### Passage provided:
For indeed, we live at a time when the Church has been harshly reproached. Abusive betrayals of those “who should love her” are rightly called out - but we have also seen how ecclesial politics contribute to some being more harshly dealt with than others. It all depends how conservative or traditional the perpetrator is. Such politics rob the faithful of confidence in the clergy and the clergy of confidence in themselves. Everyone in the Church points fingers at each other while the world points its finger at the Church.
In this time of the grey wolf, the antichrist attacks the fruitfulness of the Church. Cultural powers that would replace blundering bishops with a more efficient technocracy do not bother with the distinction between the members of the Church and the Church herself. It serves their purposes to harshly reproach the Bride of Christ. And what are these purposes? To replace Christ, the Son of the Father, with a more politically correct technocratic bureaucracy - salvation through technocracy. Hence, the antichrist has taken the form of the technocrat, the behind the scenes social engineer who understands progress and is ready to implement the perpetually improving data driven process that will close the loop to bring it about.

### Task objective:
From the passage on the Church and technocracy, copy word for word everything from "In this time" down to "bring it about.".

(Coordinate labeling data)
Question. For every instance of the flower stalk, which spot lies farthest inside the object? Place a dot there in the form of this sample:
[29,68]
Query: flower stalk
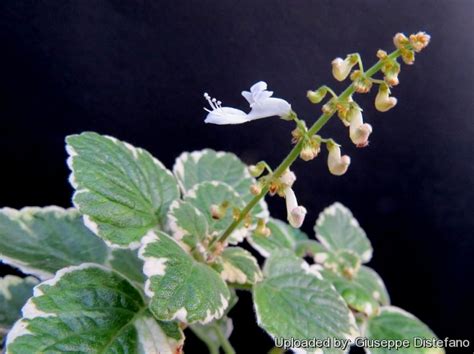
[295,152]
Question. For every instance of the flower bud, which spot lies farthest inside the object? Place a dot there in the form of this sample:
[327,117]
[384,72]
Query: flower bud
[216,212]
[400,40]
[419,41]
[318,95]
[383,102]
[311,149]
[255,189]
[297,134]
[342,68]
[337,164]
[408,56]
[391,78]
[381,54]
[288,178]
[359,131]
[295,213]
[262,229]
[362,84]
[257,170]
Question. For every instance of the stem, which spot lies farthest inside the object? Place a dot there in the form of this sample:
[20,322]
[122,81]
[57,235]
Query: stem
[226,346]
[294,153]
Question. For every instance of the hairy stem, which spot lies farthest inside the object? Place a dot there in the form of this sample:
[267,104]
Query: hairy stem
[294,153]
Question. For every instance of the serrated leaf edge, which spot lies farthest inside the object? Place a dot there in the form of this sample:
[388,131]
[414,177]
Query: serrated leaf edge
[14,214]
[156,266]
[30,311]
[331,210]
[88,222]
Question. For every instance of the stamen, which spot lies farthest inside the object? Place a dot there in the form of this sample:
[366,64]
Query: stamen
[214,103]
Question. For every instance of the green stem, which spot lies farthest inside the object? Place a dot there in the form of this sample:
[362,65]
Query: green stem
[294,153]
[226,346]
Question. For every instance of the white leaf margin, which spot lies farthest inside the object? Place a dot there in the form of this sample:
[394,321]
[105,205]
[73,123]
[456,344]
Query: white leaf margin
[157,267]
[91,225]
[155,338]
[314,270]
[14,215]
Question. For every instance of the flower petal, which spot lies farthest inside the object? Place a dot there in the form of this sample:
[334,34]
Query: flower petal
[258,87]
[269,107]
[226,115]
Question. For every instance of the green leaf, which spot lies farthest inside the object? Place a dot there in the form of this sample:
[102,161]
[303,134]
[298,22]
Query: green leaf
[122,191]
[343,262]
[354,294]
[14,291]
[207,333]
[311,248]
[208,165]
[179,286]
[337,229]
[40,241]
[283,236]
[294,301]
[187,223]
[397,324]
[206,194]
[239,266]
[90,309]
[127,263]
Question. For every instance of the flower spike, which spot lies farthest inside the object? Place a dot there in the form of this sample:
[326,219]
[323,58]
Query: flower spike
[358,130]
[342,68]
[295,213]
[337,164]
[261,103]
[383,102]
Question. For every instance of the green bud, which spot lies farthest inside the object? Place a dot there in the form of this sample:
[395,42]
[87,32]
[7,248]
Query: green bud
[317,95]
[257,170]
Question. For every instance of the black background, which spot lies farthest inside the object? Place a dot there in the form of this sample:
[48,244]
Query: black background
[137,70]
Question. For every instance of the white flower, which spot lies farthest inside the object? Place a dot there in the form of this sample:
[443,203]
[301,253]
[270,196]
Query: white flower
[288,178]
[337,164]
[342,68]
[383,102]
[358,130]
[261,103]
[295,213]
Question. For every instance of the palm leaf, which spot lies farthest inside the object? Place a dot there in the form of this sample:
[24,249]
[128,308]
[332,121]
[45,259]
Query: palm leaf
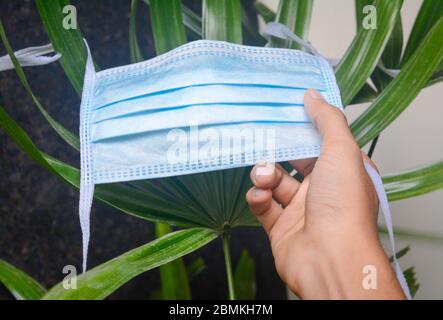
[100,282]
[264,11]
[244,277]
[414,182]
[366,49]
[403,89]
[68,42]
[296,15]
[64,133]
[222,20]
[134,49]
[167,23]
[21,286]
[430,12]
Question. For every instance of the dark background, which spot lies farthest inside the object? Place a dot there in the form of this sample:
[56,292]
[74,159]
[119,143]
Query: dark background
[39,228]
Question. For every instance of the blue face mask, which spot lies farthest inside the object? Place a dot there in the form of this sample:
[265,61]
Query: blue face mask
[207,105]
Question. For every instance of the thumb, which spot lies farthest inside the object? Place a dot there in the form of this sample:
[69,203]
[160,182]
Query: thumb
[329,121]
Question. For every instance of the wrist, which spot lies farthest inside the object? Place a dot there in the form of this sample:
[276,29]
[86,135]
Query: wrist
[357,269]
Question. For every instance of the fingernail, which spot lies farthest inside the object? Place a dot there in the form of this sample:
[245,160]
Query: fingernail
[257,192]
[314,94]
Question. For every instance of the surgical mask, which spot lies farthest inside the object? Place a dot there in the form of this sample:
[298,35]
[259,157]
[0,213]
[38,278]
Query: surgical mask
[207,105]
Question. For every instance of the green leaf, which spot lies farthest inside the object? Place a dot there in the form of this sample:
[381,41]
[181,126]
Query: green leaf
[391,56]
[244,277]
[100,282]
[414,182]
[222,20]
[68,42]
[134,49]
[366,49]
[267,14]
[401,253]
[192,22]
[65,134]
[366,94]
[296,15]
[193,270]
[167,24]
[152,203]
[173,275]
[402,90]
[21,285]
[251,29]
[411,280]
[359,5]
[430,12]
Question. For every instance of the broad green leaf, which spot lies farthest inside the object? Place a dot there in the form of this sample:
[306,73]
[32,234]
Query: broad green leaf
[263,10]
[414,182]
[167,24]
[173,275]
[365,50]
[250,25]
[403,89]
[296,15]
[359,14]
[366,94]
[430,12]
[244,277]
[152,203]
[401,253]
[100,282]
[193,270]
[68,42]
[134,49]
[436,77]
[192,22]
[391,56]
[21,285]
[222,20]
[411,280]
[65,134]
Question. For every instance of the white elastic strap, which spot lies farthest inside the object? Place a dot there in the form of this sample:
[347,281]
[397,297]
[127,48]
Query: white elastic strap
[384,205]
[86,182]
[32,56]
[278,30]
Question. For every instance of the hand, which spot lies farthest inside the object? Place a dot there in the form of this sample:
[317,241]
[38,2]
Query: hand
[323,231]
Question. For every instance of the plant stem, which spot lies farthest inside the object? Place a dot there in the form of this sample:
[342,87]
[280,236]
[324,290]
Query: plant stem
[228,263]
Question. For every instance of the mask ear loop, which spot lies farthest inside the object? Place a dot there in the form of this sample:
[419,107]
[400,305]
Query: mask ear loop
[278,30]
[86,177]
[32,56]
[384,205]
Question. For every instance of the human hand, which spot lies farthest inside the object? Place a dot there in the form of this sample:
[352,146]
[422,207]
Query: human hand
[323,231]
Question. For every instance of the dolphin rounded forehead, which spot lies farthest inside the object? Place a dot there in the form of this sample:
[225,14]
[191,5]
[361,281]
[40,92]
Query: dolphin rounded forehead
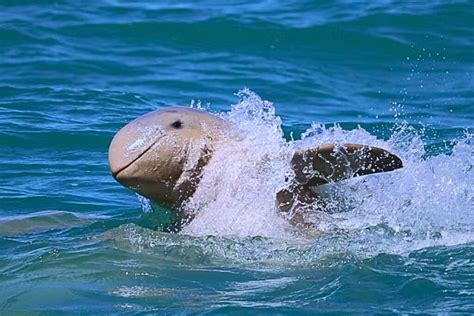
[166,115]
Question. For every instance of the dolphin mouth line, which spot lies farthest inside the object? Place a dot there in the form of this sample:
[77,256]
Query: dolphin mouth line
[115,174]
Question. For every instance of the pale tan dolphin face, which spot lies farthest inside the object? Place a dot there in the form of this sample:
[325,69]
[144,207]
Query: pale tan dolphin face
[160,154]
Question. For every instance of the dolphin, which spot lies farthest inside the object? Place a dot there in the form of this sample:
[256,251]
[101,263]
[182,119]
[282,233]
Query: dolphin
[161,155]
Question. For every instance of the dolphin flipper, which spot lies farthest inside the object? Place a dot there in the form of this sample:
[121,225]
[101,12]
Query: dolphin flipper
[330,162]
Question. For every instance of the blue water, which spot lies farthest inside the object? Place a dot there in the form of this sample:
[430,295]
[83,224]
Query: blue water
[395,74]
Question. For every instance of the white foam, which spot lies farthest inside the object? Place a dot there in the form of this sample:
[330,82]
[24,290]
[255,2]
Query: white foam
[427,203]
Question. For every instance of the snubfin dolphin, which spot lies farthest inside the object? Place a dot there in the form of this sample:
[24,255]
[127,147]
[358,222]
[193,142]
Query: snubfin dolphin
[160,155]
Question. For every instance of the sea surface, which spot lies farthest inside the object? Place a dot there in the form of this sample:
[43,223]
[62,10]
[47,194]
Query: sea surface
[395,74]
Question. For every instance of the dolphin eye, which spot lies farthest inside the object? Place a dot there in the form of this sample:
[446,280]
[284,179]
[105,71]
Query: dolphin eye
[177,124]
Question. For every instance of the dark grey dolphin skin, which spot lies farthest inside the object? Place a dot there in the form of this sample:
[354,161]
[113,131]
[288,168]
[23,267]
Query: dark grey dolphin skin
[160,155]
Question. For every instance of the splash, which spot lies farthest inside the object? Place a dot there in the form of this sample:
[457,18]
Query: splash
[427,203]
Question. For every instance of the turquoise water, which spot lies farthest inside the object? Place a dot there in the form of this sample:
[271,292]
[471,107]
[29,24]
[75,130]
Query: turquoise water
[395,74]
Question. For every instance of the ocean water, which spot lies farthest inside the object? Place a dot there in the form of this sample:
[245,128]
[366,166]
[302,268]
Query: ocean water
[396,74]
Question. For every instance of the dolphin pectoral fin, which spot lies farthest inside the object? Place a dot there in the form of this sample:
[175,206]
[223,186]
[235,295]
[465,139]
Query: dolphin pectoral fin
[331,162]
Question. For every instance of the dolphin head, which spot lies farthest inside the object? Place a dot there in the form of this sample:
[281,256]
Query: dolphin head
[160,154]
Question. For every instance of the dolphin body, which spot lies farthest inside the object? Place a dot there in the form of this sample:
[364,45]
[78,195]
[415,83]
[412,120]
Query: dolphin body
[161,155]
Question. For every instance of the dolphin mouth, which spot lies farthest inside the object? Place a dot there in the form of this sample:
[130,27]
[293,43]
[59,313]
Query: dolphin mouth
[116,173]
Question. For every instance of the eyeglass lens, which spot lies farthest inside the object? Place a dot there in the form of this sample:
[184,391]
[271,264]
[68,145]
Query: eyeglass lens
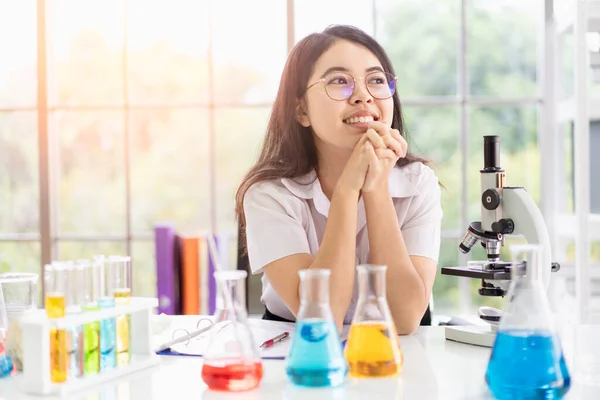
[340,85]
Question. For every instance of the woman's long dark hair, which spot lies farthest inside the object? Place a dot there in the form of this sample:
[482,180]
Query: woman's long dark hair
[289,150]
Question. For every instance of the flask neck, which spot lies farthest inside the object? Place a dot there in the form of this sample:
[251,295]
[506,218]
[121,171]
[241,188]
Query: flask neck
[235,288]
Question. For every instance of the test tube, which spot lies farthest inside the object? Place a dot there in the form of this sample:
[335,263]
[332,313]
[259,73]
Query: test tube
[91,330]
[108,330]
[56,278]
[74,301]
[122,272]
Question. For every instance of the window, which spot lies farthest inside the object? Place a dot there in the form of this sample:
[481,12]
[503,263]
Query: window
[157,109]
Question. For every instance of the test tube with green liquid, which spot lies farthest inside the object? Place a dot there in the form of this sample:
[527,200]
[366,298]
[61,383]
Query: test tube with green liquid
[91,330]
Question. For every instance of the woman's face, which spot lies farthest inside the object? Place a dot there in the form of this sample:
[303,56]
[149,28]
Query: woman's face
[341,123]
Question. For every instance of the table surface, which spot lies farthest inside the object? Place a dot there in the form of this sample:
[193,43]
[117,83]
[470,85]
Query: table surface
[434,368]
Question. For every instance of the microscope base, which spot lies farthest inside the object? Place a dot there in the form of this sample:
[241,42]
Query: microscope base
[475,335]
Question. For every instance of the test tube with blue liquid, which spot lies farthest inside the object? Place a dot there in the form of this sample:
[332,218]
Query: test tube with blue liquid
[108,328]
[91,330]
[316,358]
[527,361]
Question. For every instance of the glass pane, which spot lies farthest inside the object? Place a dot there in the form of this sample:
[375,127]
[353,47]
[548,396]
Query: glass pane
[74,250]
[240,134]
[92,171]
[85,52]
[424,54]
[22,257]
[446,294]
[167,51]
[519,153]
[19,175]
[143,268]
[315,15]
[433,135]
[170,169]
[18,52]
[568,195]
[248,63]
[502,53]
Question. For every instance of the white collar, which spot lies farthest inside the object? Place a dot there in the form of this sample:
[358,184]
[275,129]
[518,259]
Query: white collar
[309,187]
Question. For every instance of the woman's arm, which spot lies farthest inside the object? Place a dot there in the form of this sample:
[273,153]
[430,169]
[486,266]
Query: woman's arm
[409,279]
[336,253]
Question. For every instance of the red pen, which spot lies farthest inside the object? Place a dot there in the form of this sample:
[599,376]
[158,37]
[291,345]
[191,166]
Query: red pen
[276,339]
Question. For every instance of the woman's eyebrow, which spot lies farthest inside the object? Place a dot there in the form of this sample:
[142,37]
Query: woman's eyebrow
[344,69]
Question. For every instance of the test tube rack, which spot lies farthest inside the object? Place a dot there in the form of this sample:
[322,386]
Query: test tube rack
[36,326]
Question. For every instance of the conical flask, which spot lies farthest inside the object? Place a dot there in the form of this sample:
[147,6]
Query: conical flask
[232,361]
[527,360]
[316,358]
[373,349]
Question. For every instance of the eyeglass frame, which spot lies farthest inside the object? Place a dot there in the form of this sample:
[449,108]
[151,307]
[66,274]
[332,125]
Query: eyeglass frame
[323,79]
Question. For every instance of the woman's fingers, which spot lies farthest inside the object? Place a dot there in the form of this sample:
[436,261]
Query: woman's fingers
[375,139]
[394,145]
[385,153]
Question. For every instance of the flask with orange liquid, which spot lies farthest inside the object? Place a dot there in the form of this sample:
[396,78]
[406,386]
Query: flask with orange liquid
[372,349]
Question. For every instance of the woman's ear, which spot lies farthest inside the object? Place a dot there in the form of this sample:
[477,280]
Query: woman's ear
[301,114]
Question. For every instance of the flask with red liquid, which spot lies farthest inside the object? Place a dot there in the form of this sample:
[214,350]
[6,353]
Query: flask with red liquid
[232,360]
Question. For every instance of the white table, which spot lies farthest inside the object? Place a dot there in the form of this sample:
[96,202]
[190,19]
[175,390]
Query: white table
[434,368]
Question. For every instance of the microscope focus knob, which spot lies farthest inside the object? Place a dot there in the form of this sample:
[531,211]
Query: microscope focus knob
[504,226]
[490,199]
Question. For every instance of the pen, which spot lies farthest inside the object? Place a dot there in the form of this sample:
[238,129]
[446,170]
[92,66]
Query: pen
[276,339]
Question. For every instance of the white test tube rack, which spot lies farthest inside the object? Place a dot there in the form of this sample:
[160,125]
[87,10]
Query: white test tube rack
[36,326]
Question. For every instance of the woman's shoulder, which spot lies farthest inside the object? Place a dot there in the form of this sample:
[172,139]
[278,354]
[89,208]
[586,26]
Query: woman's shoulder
[286,191]
[419,174]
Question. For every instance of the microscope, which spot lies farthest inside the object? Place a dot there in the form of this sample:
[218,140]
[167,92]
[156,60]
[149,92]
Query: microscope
[505,210]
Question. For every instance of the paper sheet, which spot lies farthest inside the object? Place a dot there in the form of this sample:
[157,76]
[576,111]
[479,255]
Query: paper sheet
[262,331]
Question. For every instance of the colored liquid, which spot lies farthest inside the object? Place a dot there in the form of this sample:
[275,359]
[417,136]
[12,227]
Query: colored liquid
[122,297]
[123,332]
[527,366]
[55,308]
[108,338]
[231,375]
[316,357]
[91,345]
[373,350]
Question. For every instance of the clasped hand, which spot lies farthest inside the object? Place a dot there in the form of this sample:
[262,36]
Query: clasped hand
[384,147]
[373,158]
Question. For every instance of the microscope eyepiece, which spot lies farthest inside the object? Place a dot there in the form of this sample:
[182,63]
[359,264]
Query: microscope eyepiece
[491,153]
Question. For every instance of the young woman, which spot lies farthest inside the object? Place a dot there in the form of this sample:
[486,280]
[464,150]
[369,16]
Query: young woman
[335,186]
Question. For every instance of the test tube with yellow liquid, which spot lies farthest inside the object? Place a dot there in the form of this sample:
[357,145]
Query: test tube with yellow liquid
[91,330]
[372,349]
[121,266]
[74,301]
[56,284]
[108,329]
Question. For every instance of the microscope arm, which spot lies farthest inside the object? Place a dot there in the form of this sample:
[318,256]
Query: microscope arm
[518,205]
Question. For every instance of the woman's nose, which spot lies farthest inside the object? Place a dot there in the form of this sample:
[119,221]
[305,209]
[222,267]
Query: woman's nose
[361,93]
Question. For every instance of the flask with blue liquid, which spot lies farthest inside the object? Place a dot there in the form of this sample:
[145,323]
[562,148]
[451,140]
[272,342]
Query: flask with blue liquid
[316,358]
[527,361]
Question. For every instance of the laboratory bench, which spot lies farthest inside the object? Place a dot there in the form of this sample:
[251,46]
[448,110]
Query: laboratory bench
[434,368]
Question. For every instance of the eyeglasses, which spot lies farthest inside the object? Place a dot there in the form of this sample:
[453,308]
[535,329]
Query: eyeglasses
[339,86]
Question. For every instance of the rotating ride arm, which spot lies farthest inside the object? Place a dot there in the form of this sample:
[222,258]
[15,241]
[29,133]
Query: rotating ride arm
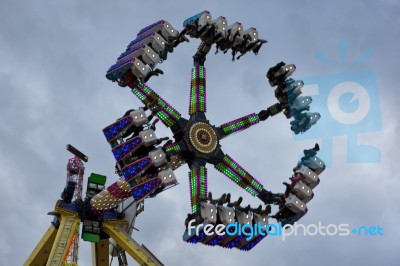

### Written solution:
In this time of the grey wolf, the antichrist attacks the fruitfulness of the Church. Cultural powers that would replace blundering bishops with a more efficient technocracy do not bother with the distinction between the members of the Church and the Church herself. It serves their purposes to harshly reproach the Bride of Christ. And what are these purposes? To replace Christ, the Son of the Father, with a more politically correct technocratic bureaucracy - salvation through technocracy. Hence, the antichrist has taken the form of the technocrat, the behind the scenes social engineer who understands progress and is ready to implement the perpetually improving data driven process that will close the loop to bring it about.